## [Task directions]
The records that follow are to be repeated exactly, with the pictures removed.

+++ Data for this task

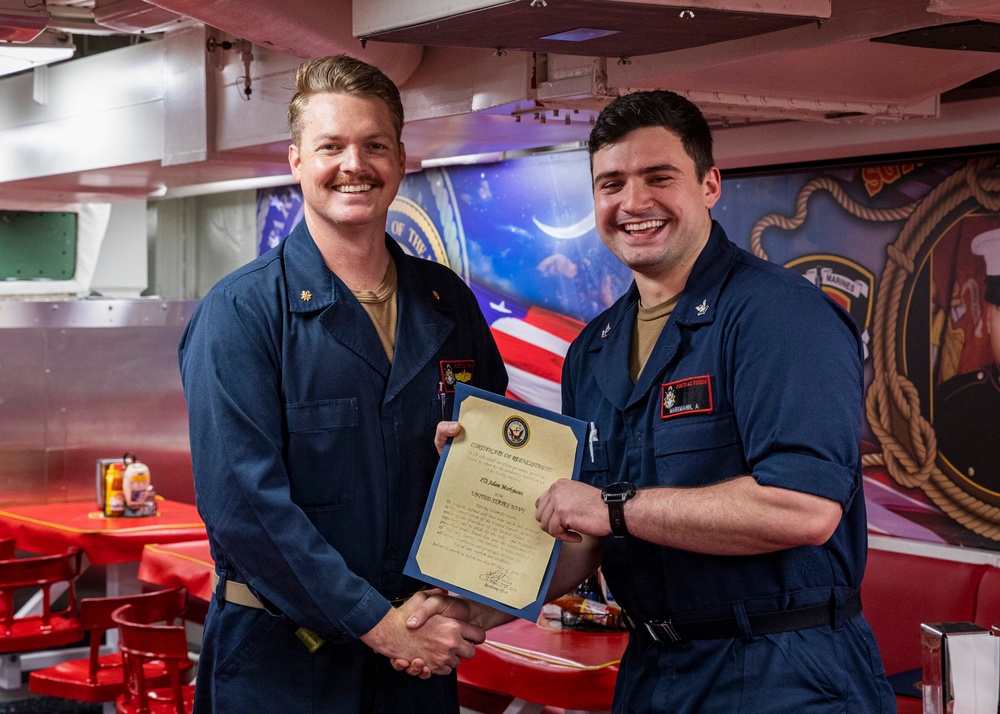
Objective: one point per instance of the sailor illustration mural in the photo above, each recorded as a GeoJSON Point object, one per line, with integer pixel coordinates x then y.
{"type": "Point", "coordinates": [967, 406]}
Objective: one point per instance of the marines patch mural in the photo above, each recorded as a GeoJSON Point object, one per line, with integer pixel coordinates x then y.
{"type": "Point", "coordinates": [910, 250]}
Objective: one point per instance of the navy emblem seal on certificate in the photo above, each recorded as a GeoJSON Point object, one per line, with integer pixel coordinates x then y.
{"type": "Point", "coordinates": [478, 536]}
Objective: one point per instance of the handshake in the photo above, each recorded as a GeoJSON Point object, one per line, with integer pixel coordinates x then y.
{"type": "Point", "coordinates": [432, 632]}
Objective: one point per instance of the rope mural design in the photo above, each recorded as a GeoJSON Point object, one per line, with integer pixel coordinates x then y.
{"type": "Point", "coordinates": [899, 402]}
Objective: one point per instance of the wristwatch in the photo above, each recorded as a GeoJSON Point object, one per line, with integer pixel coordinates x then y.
{"type": "Point", "coordinates": [615, 495]}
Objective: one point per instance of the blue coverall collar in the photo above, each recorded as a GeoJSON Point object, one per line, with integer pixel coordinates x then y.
{"type": "Point", "coordinates": [422, 321]}
{"type": "Point", "coordinates": [696, 306]}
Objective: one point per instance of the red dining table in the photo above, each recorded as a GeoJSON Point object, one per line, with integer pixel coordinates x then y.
{"type": "Point", "coordinates": [115, 543]}
{"type": "Point", "coordinates": [537, 664]}
{"type": "Point", "coordinates": [188, 564]}
{"type": "Point", "coordinates": [543, 666]}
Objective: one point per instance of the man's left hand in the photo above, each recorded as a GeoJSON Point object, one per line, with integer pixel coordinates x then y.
{"type": "Point", "coordinates": [569, 510]}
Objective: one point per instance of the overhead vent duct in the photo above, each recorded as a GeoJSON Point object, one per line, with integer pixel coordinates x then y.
{"type": "Point", "coordinates": [136, 16]}
{"type": "Point", "coordinates": [613, 28]}
{"type": "Point", "coordinates": [19, 23]}
{"type": "Point", "coordinates": [970, 36]}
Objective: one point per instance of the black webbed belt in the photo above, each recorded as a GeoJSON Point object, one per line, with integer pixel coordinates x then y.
{"type": "Point", "coordinates": [765, 623]}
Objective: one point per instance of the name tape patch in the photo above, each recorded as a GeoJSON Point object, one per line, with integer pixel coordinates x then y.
{"type": "Point", "coordinates": [454, 371]}
{"type": "Point", "coordinates": [686, 396]}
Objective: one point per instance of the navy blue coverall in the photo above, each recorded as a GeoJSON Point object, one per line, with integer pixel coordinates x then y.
{"type": "Point", "coordinates": [312, 458]}
{"type": "Point", "coordinates": [756, 372]}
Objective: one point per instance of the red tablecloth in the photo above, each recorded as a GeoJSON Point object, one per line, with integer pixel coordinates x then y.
{"type": "Point", "coordinates": [187, 563]}
{"type": "Point", "coordinates": [539, 663]}
{"type": "Point", "coordinates": [535, 663]}
{"type": "Point", "coordinates": [54, 527]}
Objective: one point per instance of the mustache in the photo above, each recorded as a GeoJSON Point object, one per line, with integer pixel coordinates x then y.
{"type": "Point", "coordinates": [344, 180]}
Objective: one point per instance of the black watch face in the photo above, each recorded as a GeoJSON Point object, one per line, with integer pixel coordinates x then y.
{"type": "Point", "coordinates": [617, 491]}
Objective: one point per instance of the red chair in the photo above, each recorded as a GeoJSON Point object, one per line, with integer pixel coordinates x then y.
{"type": "Point", "coordinates": [49, 628]}
{"type": "Point", "coordinates": [102, 679]}
{"type": "Point", "coordinates": [141, 643]}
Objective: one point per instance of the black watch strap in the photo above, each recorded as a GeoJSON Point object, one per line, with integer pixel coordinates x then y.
{"type": "Point", "coordinates": [616, 512]}
{"type": "Point", "coordinates": [615, 495]}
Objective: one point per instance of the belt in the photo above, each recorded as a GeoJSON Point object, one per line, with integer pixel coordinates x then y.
{"type": "Point", "coordinates": [240, 594]}
{"type": "Point", "coordinates": [765, 623]}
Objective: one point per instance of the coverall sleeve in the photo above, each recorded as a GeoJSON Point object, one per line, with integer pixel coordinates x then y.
{"type": "Point", "coordinates": [230, 359]}
{"type": "Point", "coordinates": [797, 393]}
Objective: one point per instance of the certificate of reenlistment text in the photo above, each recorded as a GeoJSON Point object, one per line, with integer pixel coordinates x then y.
{"type": "Point", "coordinates": [479, 537]}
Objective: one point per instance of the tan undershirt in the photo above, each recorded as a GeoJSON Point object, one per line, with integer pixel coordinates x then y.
{"type": "Point", "coordinates": [649, 322]}
{"type": "Point", "coordinates": [380, 304]}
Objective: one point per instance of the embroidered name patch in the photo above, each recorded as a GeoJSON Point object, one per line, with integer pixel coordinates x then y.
{"type": "Point", "coordinates": [686, 396]}
{"type": "Point", "coordinates": [454, 371]}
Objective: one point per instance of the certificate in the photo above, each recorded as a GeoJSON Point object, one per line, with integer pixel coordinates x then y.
{"type": "Point", "coordinates": [478, 536]}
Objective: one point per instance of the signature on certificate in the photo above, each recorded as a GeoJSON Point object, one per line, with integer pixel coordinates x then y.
{"type": "Point", "coordinates": [497, 579]}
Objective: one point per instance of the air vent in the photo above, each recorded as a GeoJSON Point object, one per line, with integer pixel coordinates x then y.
{"type": "Point", "coordinates": [971, 36]}
{"type": "Point", "coordinates": [612, 28]}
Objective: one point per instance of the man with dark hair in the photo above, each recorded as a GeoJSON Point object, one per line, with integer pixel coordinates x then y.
{"type": "Point", "coordinates": [313, 378]}
{"type": "Point", "coordinates": [724, 498]}
{"type": "Point", "coordinates": [722, 493]}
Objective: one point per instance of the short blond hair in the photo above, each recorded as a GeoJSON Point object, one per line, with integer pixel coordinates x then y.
{"type": "Point", "coordinates": [345, 75]}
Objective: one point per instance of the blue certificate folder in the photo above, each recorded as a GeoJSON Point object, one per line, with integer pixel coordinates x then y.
{"type": "Point", "coordinates": [579, 430]}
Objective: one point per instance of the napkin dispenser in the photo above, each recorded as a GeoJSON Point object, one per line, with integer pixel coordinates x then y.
{"type": "Point", "coordinates": [960, 668]}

++++++

## [Task output]
Objective: one point per instance of the sailor illustration mural in the photo above, each recorded as a GeoJSON Point object, one per line, with integer pixel coordinates x then y.
{"type": "Point", "coordinates": [967, 406]}
Objective: one point per instance of the marines patch mural in the photo above, each recorded as a GeoJSON Point object, one per line, with integer pixel coordinates x then y.
{"type": "Point", "coordinates": [910, 250]}
Objective: one point per instance of the navy emblem seal on certificate in the photo above, each recorded as a GeoJSON Point object, one per line, with integer pixel coordinates x then y.
{"type": "Point", "coordinates": [478, 536]}
Objective: one point per instance of the handshake in the photo above, each recorded as a GeoJSON Point object, one per line, with integer pixel coordinates x then y.
{"type": "Point", "coordinates": [432, 632]}
Objective: one point per instance of the rope mural design in the photo above, each recorded as a GeoJSON Point object, one per line, with integer pixel coordinates x then y.
{"type": "Point", "coordinates": [899, 402]}
Objective: one point per instance of the wristwatch in the photo above, each recorded as a GeoJSON Point object, one per line, with integer pixel coordinates x then y.
{"type": "Point", "coordinates": [615, 495]}
Objective: one point per instance of the blue coverall collar in the photo above, each recorded as a GeoJSON Point object, one per line, with integer pixel coordinates x then y.
{"type": "Point", "coordinates": [422, 321]}
{"type": "Point", "coordinates": [696, 306]}
Objective: one point per instance of the red dining table in the photo above, each recorded as a GeoJSON Point object, one per line, with integer pixel coordinates x then y.
{"type": "Point", "coordinates": [115, 543]}
{"type": "Point", "coordinates": [537, 664]}
{"type": "Point", "coordinates": [188, 564]}
{"type": "Point", "coordinates": [543, 666]}
Objective: one point per instance of the man's left hand in the photo above, each recorded as a GeoJSON Point object, one per line, with integer pixel coordinates x then y.
{"type": "Point", "coordinates": [569, 510]}
Objective: one point per instance of the overhead vent duct in the photo above, each recorded as a GeoJSON Point object, one per line, with integer pixel coordinates x then y.
{"type": "Point", "coordinates": [136, 16]}
{"type": "Point", "coordinates": [613, 28]}
{"type": "Point", "coordinates": [19, 23]}
{"type": "Point", "coordinates": [970, 36]}
Objective: one point per instance of the black webbed belt in the photo above, each recorded as a GeoJSON Point object, one per line, with integer pixel coordinates x then y.
{"type": "Point", "coordinates": [765, 623]}
Objective: one point per instance of the name tape patch in the photo above, each recorded as a GeoJSON Point object, one per line, with integer pixel coordinates x then y.
{"type": "Point", "coordinates": [454, 371]}
{"type": "Point", "coordinates": [686, 396]}
Objective: one point per instance of the navy blue coverall in the photo above, each recorded as a GeoJSON Point object, one per line, with integer pixel coordinates x then y.
{"type": "Point", "coordinates": [312, 458]}
{"type": "Point", "coordinates": [756, 372]}
Objective: one point per instance of the red tablecloth in the photo above, each recorded as a GeoJSON Point object, one per line, with integer pixel coordinates x then y.
{"type": "Point", "coordinates": [187, 563]}
{"type": "Point", "coordinates": [539, 663]}
{"type": "Point", "coordinates": [535, 663]}
{"type": "Point", "coordinates": [54, 527]}
Objective: one point per instance of the mustache in the photo above, each recorded as a GeoJSON Point object, one per line, with integer pixel coordinates x then y.
{"type": "Point", "coordinates": [344, 180]}
Objective: one point per instance of the black watch face in the photo above, each recorded as a GeoJSON Point object, one per line, with integer pixel coordinates x then y.
{"type": "Point", "coordinates": [617, 491]}
Objective: one point per instance of the red chair in the photo above, each recorded as a GeoJSON Point object, one per line, with integer pixel coordinates x then y.
{"type": "Point", "coordinates": [49, 628]}
{"type": "Point", "coordinates": [102, 679]}
{"type": "Point", "coordinates": [141, 643]}
Objective: one point per instance of the black watch strap in the photo above, each recorded as a GeoJSON Point object, one per line, with integer pixel coordinates x then y.
{"type": "Point", "coordinates": [616, 512]}
{"type": "Point", "coordinates": [615, 495]}
Objective: one point per instance of the belt in the photo above, each recorded as a GeoJSON Point object, one per line, with integer pixel coordinates x then y.
{"type": "Point", "coordinates": [240, 594]}
{"type": "Point", "coordinates": [765, 623]}
Objective: one point per instance of the coverall sleeve in the photo above, each recorded as a GeoJSON Point object, one per line, with integer pixel coordinates x then y.
{"type": "Point", "coordinates": [230, 359]}
{"type": "Point", "coordinates": [797, 393]}
Objective: one point per instance of the certificate of reenlistment text in the photo above, each recorded as a GeoJSON Point object, one per line, with integer pixel coordinates x then y.
{"type": "Point", "coordinates": [479, 537]}
Objective: one point per instance of the tan undershirt in the photo above, each recorded as a GeoJSON Point object, one per line, with integer pixel coordinates x then y.
{"type": "Point", "coordinates": [649, 322]}
{"type": "Point", "coordinates": [380, 304]}
Objective: one point per instance of the embroidered name patch in the photo above, each recorded as a GeoJSON Point object, one per line, with integer pixel coordinates x then y.
{"type": "Point", "coordinates": [686, 396]}
{"type": "Point", "coordinates": [454, 371]}
Objective: one point per instance of the certificate in the photo above, each recorded as a GeoJSON Point object, one per line, with integer pixel coordinates x then y.
{"type": "Point", "coordinates": [478, 536]}
Objective: one point per instance of the signature on certificate in the photo above, each recorded as a GeoJSON Point object, one per line, with integer pixel coordinates x then y.
{"type": "Point", "coordinates": [497, 579]}
Objective: one point per instance of the air vent in the photo above, each recorded as a GeoJSON Point object, one per line, with integer pixel coordinates x then y.
{"type": "Point", "coordinates": [971, 36]}
{"type": "Point", "coordinates": [612, 28]}
Objective: one point per instance of the man with dark hair in the photo above, each recorded as a GeoJSON Point object, one per line, with integer pixel coordinates x then y.
{"type": "Point", "coordinates": [313, 378]}
{"type": "Point", "coordinates": [724, 498]}
{"type": "Point", "coordinates": [722, 493]}
Objective: one point per instance of the short blond hair in the photo above, each recorded as a GeoJSON Point object, one per line, with integer pixel coordinates x then y.
{"type": "Point", "coordinates": [345, 75]}
Objective: one point per instance of the blue certificate folder in the photo above, each recorded as a GeoJSON Point object, one per line, with integer pixel coordinates x then y.
{"type": "Point", "coordinates": [579, 430]}
Objective: one point per instance of the napkin dispenser in the photo above, each recorded as a GeoJSON Point object, one per line, with integer pixel coordinates x then y.
{"type": "Point", "coordinates": [960, 668]}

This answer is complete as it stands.